[Directions]
In the text about Pablo Neruda's Valparaíso house, who was La Sebastiana named in honor of?

[Text shown]

Former leading New Zealand publisher and bookseller, and widely experienced judge of both the Commonwealth Writers Prize and the Montana New Zealand Book Awards, talks about what he is currently reading, what impresses him and what doesn't, along with chat about the international English language book scene, and links to sites of interest to booklovers.
Sunday, June 24, 2012
Pablo Neruda, My Neighbor: Roberto Ampuero Recalls His Childhood
Jun 21, 2012 The Daily Beast
Roberto Ampuero, Chilean ambassador to Mexico and author of the novel The Neruda Case, newly translated into English, fondly recalls his childhood living by the great poet and Nobel laureate.
(Page 1 of 3)
Every day of my childhood I’d wake up for school and glimpse Pablo Neruda’s house through my bedroom window, high up on one of Valparaíso’s 50 hills. Today, that house has become a museum, named after the poet, that attracts tourists from all over the world. When I was growing up near his home, it was mysterious and solitary, and no one was ever seen to exit. It has five narrow floors of different sizes, smaller the higher it is, which makes it resemble a tower as it ascends toward the sky. The first two floors—occupied by a married couple, artists befriended by Neruda—are made of concrete, while the rest are constructed from wood and large picture windows, contributing to its ethereal feel and stylistic echo of the other houses that riddle those hillsides, battling for the best angle from which to gaze out over the Pacific. On those childhood mornings, when I looked out (I am speaking of the 1960s), Don Pablo’s house seemed to me like a white boat with its sails unfurled to the wind, on the brink of gliding off through the translucent air of Valparaíso.
I’d admire that fanciful edifice from afar and imagine seeing its owner, the most important living poet of the Spanish language. Although his presence was sporadic and invisible, just the thought of his proximity delighted and intimidated me. The truth is, we almost never saw him. The reason? Although Don Pablo was a disciplined member of Chile’s Communist Party, he lived like a true bourgeois: he owned two more houses. One stood on San Cristóbal Hill, in the heart of Santiago, the capital city, and its dining room featured a hidden door through which the poet liked to surprise his dinner guests, disguised in one of the exotic costumes he liked to collect; the other house was on the sea in Isla Negra, on the coast of central Chile, where he kept his collections of shells, bottles, and antique iron, and where his remains now rest beside those of Matilde, his last wife. But La Sebastiana—as he’d named his Valparaíso house, in honor of its first owner, the Spaniard Sebastián Collado—was unique because it had been built out of air and blended into the city’s crazed architecture. In Valparaíso, that house was like a fish in water, or a star in the sky. On three separate occasions, I went to La Sebastiana, in my school uniform and carrying my briefcase full of notebooks, and stood at the door to the poet’s garden, which held a papaya tree, bushes, roses, medicinal herbs, and birdsong. All I wanted to do was talk to the poet. But all three times, I was petrified, my fist raised just centimeters from the door, not daring to knock and ask to enter the realm where Neruda dwelt with his secrets. Half a century after these frustrated attempts, which I’ll regret for the rest of my life, my detective Cayetano Brulé has dared to enter—in my novel, The Neruda Case—the space that boyhood shyness kept closed to me.

[Dataset]
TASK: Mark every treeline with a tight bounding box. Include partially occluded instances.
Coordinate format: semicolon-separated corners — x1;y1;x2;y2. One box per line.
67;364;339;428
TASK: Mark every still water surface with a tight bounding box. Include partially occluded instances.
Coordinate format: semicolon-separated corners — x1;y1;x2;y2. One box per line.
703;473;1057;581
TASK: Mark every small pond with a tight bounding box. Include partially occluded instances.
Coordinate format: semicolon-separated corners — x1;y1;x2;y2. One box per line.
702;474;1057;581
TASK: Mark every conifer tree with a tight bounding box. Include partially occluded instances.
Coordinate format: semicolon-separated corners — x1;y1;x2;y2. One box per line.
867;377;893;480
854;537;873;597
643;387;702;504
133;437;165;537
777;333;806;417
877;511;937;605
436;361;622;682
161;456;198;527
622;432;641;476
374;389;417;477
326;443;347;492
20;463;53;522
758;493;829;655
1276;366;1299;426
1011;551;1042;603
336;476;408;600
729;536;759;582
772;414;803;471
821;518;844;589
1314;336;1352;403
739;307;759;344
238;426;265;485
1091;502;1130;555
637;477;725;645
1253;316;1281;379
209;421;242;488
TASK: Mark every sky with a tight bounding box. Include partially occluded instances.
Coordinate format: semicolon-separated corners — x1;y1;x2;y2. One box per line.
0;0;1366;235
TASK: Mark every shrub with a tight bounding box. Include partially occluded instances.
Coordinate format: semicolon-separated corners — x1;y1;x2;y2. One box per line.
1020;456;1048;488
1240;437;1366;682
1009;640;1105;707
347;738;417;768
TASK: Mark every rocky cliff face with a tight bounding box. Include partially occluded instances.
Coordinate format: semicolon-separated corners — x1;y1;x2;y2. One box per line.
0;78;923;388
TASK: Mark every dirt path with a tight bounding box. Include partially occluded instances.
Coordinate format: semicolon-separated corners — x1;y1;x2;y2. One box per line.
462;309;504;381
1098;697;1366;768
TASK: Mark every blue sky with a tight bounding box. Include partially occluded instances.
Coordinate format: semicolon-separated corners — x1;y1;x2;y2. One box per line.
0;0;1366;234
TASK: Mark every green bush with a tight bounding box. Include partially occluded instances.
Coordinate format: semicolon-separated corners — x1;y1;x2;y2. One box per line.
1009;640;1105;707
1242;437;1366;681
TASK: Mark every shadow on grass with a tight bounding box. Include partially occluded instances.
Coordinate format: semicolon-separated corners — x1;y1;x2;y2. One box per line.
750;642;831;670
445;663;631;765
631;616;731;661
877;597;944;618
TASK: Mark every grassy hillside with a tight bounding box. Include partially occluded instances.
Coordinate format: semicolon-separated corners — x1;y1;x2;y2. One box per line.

[Task response]
Its first owner, the Spaniard Sebastián Collado.